__YOUR INSTRUCTIONS__
Lift every line from the entries that includes the word "query".

Dataset entries:

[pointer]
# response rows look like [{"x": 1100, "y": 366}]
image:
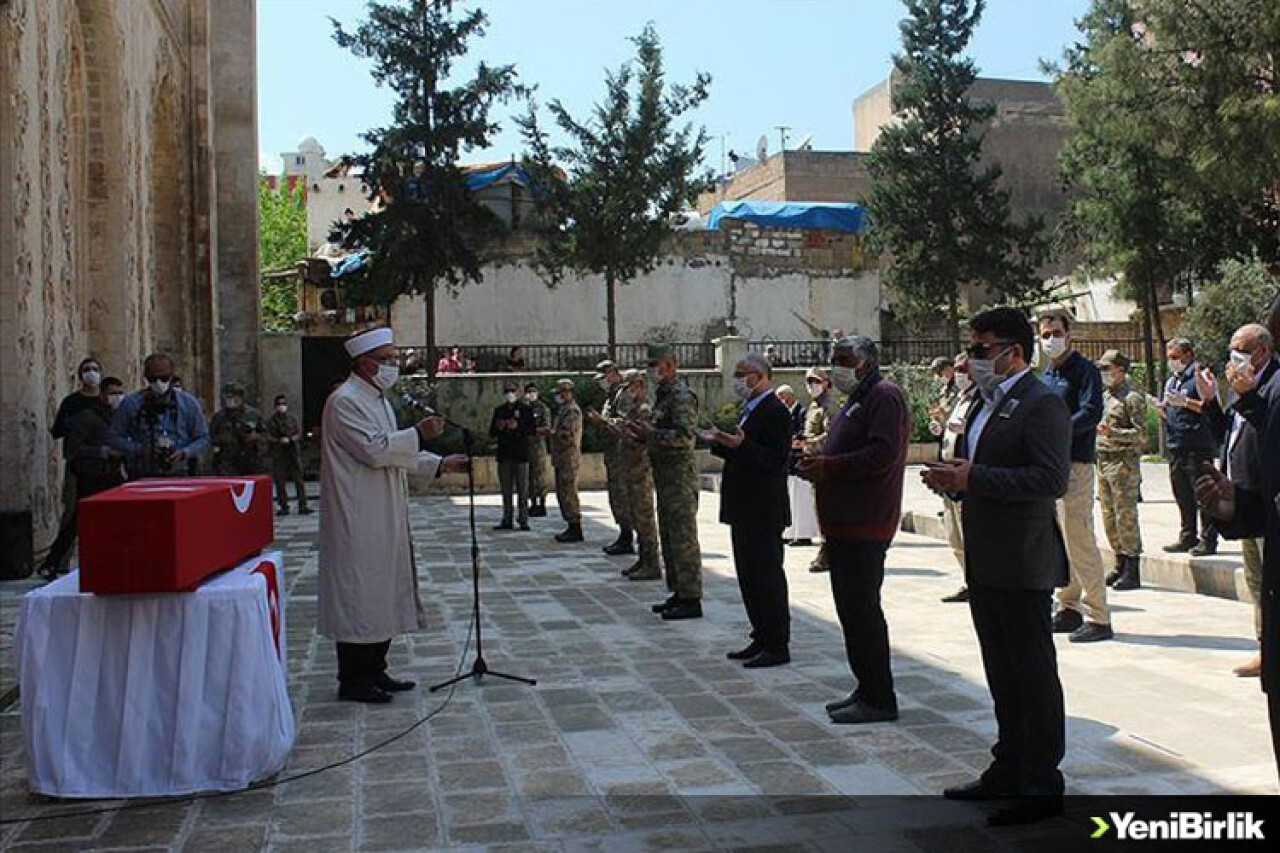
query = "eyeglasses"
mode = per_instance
[{"x": 983, "y": 350}]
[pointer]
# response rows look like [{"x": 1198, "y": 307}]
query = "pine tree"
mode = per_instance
[
  {"x": 942, "y": 219},
  {"x": 430, "y": 231},
  {"x": 627, "y": 170}
]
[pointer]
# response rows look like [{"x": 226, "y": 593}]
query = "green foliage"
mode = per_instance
[
  {"x": 627, "y": 170},
  {"x": 432, "y": 231},
  {"x": 940, "y": 217},
  {"x": 1239, "y": 295},
  {"x": 282, "y": 217}
]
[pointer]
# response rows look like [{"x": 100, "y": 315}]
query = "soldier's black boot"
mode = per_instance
[
  {"x": 572, "y": 533},
  {"x": 622, "y": 544},
  {"x": 1130, "y": 576}
]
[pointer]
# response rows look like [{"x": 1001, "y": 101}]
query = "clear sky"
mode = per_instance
[{"x": 796, "y": 63}]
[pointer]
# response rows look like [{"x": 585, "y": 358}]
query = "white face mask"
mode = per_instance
[
  {"x": 844, "y": 378},
  {"x": 1054, "y": 347},
  {"x": 387, "y": 377}
]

__RESPONSE TO THE TASK__
query = "eyeglasses"
query = "pine tree"
query = "green foliage"
query = "soldier's black boot"
query = "clear sky"
query = "white face mask"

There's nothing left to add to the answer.